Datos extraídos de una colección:
==========

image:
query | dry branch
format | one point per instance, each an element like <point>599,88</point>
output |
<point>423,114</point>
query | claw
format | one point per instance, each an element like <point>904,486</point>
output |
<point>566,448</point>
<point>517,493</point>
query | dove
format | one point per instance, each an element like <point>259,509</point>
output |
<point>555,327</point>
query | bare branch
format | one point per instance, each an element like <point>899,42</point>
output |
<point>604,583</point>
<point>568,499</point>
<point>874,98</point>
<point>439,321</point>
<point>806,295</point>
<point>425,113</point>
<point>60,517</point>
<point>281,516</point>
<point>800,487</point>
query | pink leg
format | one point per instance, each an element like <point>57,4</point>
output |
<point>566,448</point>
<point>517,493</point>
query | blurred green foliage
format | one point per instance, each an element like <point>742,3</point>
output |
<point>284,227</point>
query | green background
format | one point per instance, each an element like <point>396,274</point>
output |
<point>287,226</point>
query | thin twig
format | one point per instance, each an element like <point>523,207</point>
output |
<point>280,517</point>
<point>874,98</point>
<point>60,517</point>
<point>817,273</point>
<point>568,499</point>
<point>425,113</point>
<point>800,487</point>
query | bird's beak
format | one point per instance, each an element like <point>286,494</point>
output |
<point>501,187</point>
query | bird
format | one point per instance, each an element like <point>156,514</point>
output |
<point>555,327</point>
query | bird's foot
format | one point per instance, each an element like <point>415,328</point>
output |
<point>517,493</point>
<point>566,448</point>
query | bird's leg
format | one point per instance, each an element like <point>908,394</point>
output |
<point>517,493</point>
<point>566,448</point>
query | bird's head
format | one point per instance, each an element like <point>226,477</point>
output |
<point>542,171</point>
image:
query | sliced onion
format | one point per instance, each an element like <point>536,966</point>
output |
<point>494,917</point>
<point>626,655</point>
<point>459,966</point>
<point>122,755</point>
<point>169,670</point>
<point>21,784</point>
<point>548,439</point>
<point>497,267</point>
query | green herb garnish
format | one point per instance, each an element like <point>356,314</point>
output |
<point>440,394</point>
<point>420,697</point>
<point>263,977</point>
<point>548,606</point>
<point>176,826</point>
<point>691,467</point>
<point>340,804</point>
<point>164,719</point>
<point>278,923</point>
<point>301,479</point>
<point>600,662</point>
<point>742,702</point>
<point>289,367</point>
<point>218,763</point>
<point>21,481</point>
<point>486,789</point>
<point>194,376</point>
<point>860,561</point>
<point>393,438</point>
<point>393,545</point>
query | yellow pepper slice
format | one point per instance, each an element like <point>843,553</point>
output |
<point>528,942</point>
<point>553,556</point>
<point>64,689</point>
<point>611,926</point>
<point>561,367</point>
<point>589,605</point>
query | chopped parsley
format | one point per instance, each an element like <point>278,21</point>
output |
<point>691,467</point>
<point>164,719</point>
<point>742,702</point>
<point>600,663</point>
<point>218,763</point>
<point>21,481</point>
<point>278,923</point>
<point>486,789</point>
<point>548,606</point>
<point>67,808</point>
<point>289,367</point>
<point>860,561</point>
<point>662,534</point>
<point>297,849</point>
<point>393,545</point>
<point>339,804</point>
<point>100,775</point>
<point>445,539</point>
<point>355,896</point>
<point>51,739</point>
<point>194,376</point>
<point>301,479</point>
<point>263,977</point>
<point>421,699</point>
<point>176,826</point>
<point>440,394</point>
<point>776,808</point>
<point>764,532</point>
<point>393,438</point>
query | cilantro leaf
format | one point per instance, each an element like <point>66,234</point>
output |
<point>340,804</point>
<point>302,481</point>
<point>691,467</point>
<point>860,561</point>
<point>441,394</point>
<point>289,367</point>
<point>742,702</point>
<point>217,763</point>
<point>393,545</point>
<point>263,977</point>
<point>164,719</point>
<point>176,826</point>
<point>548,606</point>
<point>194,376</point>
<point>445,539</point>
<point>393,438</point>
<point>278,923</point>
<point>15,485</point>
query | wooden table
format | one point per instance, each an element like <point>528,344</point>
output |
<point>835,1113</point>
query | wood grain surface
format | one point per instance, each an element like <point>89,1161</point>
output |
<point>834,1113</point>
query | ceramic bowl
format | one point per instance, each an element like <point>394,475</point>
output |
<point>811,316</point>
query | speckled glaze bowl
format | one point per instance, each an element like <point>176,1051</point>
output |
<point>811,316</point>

==========

## Qué se pide
Convierte todo el listado anterior en un CSV de dos columnas, consulta y resultado, con una fila para cada texto y su respuesta. Pon cada campo entre comillas dobles y sustituye los saltos de línea por espacios.

## Respuesta del ejercicio
consulta,resultado
"image: query | dry branch format | one point per instance, each an element like <point>599,88</point> output |","<point>423,114</point>"
"query | claw format | one point per instance, each an element like <point>904,486</point> output |","<point>566,448</point> <point>517,493</point>"
"query | dove format | one point per instance, each an element like <point>259,509</point> output |","<point>555,327</point>"
"query | bare branch format | one point per instance, each an element like <point>899,42</point> output |","<point>604,583</point> <point>568,499</point> <point>874,98</point> <point>439,321</point> <point>806,295</point> <point>425,113</point> <point>60,517</point> <point>281,516</point> <point>800,487</point>"
"query | pink leg format | one point per instance, each an element like <point>57,4</point> output |","<point>566,448</point> <point>517,493</point>"
"query | blurred green foliage format | one point per instance, each an element like <point>742,3</point> output |","<point>284,227</point>"
"query | green background format | one point per instance, each an element like <point>396,274</point> output |","<point>287,226</point>"
"query | thin twig format | one point per instance, each an element like <point>523,207</point> output |","<point>280,517</point> <point>874,98</point> <point>60,517</point> <point>817,273</point> <point>568,499</point> <point>425,113</point> <point>800,487</point>"
"query | bird's beak format | one point per instance, each an element like <point>286,494</point> output |","<point>501,187</point>"
"query | bird format | one point per instance, each an element like <point>156,514</point> output |","<point>555,327</point>"
"query | bird's foot format | one point per instance, each an element like <point>415,328</point> output |","<point>517,493</point> <point>566,448</point>"
"query | bird's leg format | one point per instance, each an element like <point>908,394</point> output |","<point>517,493</point> <point>566,448</point>"
"query | bird's head format | one point per instance, each an element like <point>226,477</point> output |","<point>542,171</point>"
"image: query | sliced onion format | one point per instance, each an element like <point>536,966</point> output |","<point>494,917</point> <point>626,655</point> <point>459,966</point> <point>122,755</point> <point>169,670</point> <point>21,784</point> <point>548,439</point> <point>497,267</point>"
"query | green herb garnish format | one point per instance, each an element like <point>356,314</point> output |","<point>440,394</point> <point>420,697</point> <point>263,977</point> <point>548,606</point> <point>176,826</point> <point>691,467</point> <point>340,804</point> <point>164,719</point> <point>278,923</point> <point>301,479</point> <point>600,662</point> <point>742,702</point> <point>289,367</point> <point>218,763</point> <point>21,481</point> <point>486,789</point> <point>194,376</point> <point>860,561</point> <point>393,438</point> <point>393,545</point>"
"query | yellow pepper slice format | one point per instance, each an element like <point>843,553</point> output |","<point>528,942</point> <point>553,556</point> <point>64,689</point> <point>611,926</point> <point>561,367</point> <point>589,605</point>"
"query | chopped parsley format | one point per instance, each an element like <point>278,21</point> output |","<point>691,467</point> <point>164,719</point> <point>742,702</point> <point>600,663</point> <point>218,763</point> <point>21,481</point> <point>278,923</point> <point>486,789</point> <point>548,606</point> <point>67,808</point> <point>289,367</point> <point>860,561</point> <point>662,534</point> <point>297,849</point> <point>393,545</point> <point>339,804</point> <point>100,775</point> <point>445,539</point> <point>355,896</point> <point>51,739</point> <point>194,376</point> <point>301,479</point> <point>263,977</point> <point>421,699</point> <point>176,826</point> <point>440,394</point> <point>776,808</point> <point>764,532</point> <point>393,438</point>"
"query | cilantro leaf format | one point per instance, each an element like <point>66,234</point> output |","<point>340,804</point> <point>302,481</point> <point>691,467</point> <point>860,561</point> <point>441,394</point> <point>289,367</point> <point>742,702</point> <point>217,763</point> <point>393,545</point> <point>263,977</point> <point>164,719</point> <point>176,826</point> <point>548,606</point> <point>194,376</point> <point>445,539</point> <point>393,438</point> <point>278,923</point> <point>15,485</point>"
"query | wooden table format | one point per instance, each an element like <point>528,344</point> output |","<point>835,1113</point>"
"query | wood grain surface format | one point per instance, each an element like <point>89,1161</point> output |","<point>834,1113</point>"
"query | ceramic bowl format | one point per instance, each an element like <point>394,475</point> output |","<point>811,316</point>"
"query | speckled glaze bowl format | one point per instance, each an element like <point>176,1051</point> output |","<point>811,316</point>"